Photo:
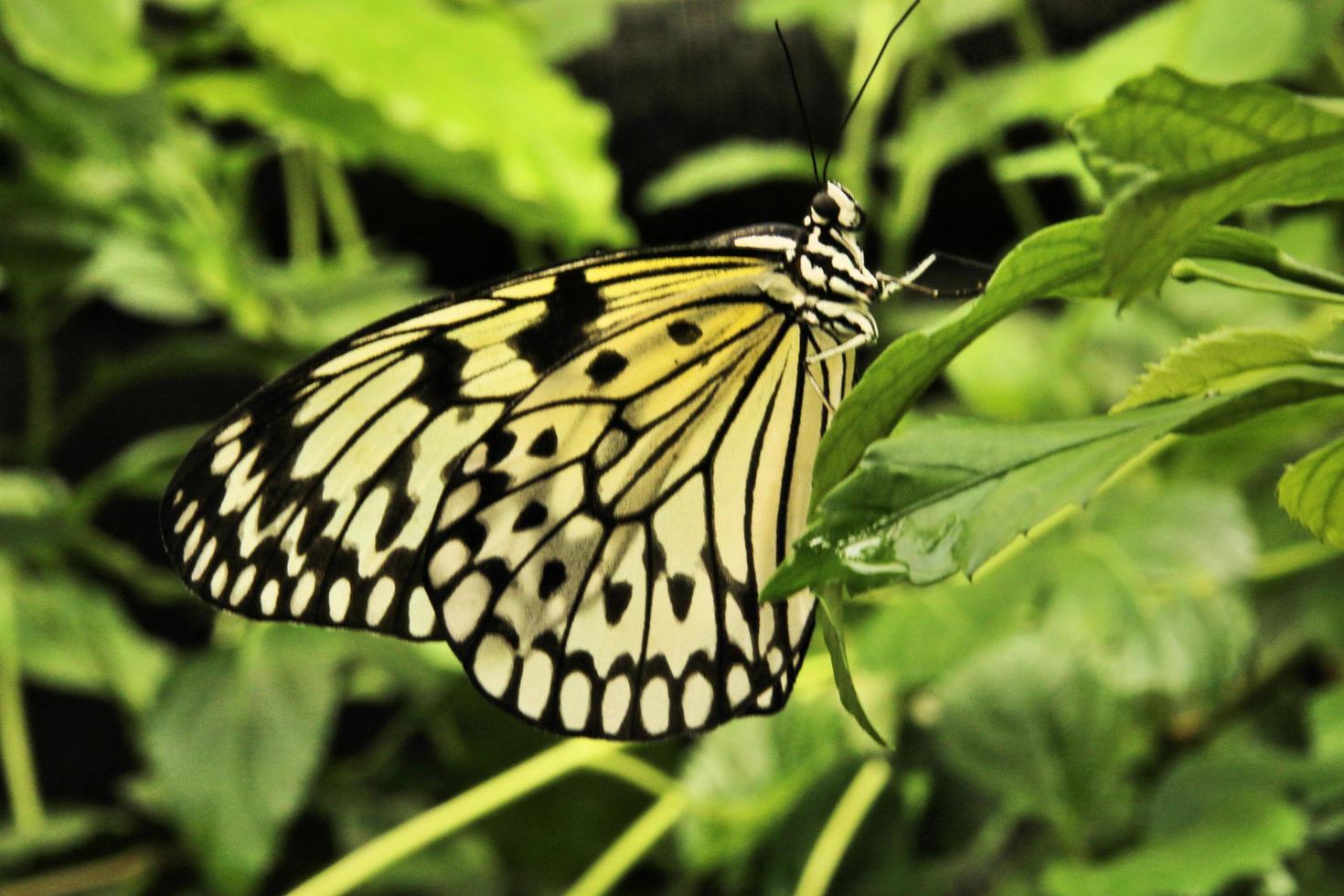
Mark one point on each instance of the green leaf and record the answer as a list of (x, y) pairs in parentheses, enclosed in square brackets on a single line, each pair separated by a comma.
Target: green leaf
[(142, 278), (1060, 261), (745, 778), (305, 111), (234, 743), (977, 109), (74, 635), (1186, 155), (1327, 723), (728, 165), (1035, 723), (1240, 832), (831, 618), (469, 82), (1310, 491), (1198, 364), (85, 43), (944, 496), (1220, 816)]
---
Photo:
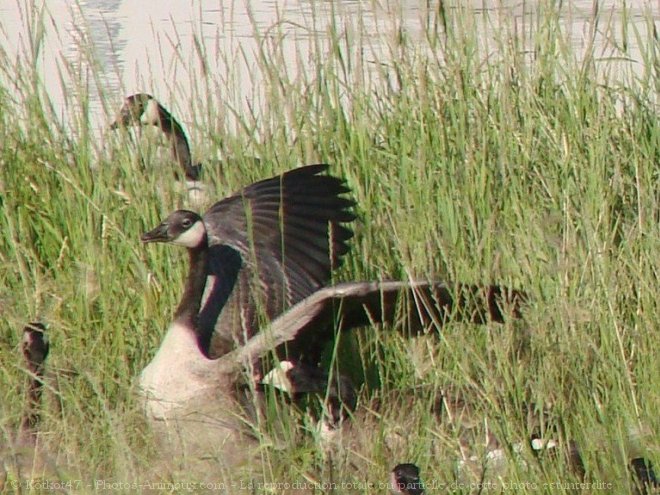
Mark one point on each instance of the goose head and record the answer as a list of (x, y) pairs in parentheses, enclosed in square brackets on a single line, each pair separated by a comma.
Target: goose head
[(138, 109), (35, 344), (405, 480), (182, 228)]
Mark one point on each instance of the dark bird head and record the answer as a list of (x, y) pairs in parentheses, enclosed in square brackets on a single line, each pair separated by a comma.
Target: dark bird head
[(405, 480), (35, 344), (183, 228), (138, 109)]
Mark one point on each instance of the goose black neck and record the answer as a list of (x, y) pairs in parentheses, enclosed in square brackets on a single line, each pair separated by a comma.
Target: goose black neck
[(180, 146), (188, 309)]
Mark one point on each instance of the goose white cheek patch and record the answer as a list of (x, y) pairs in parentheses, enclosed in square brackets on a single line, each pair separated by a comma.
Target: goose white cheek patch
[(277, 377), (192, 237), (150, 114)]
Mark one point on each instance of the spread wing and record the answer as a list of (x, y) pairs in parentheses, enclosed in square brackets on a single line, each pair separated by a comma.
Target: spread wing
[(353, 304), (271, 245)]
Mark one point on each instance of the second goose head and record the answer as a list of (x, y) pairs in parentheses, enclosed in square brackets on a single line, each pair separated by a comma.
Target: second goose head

**What is expected**
Reproduce, without any change, the lines of data from the one containing "Mark one point on each instance of the goose white" through the one containing "[(353, 304), (271, 245)]", including both of those lines.

**Answer to this task**
Mark one point on each instance of the goose white cheek patch and record the answer as a list of (x, y) pairs in parentheses, enclosed in square brackets on a single line, each pair separated by a comma.
Target: goose white cheek patch
[(277, 377), (192, 237), (150, 114)]
Mark one point on each instance of the spread wing and record the answer as a list of (x, y) pairs in parentheses, enclosed in square brackets on a single line, each pair separated by a comma.
Target: spread wing
[(353, 304), (271, 245)]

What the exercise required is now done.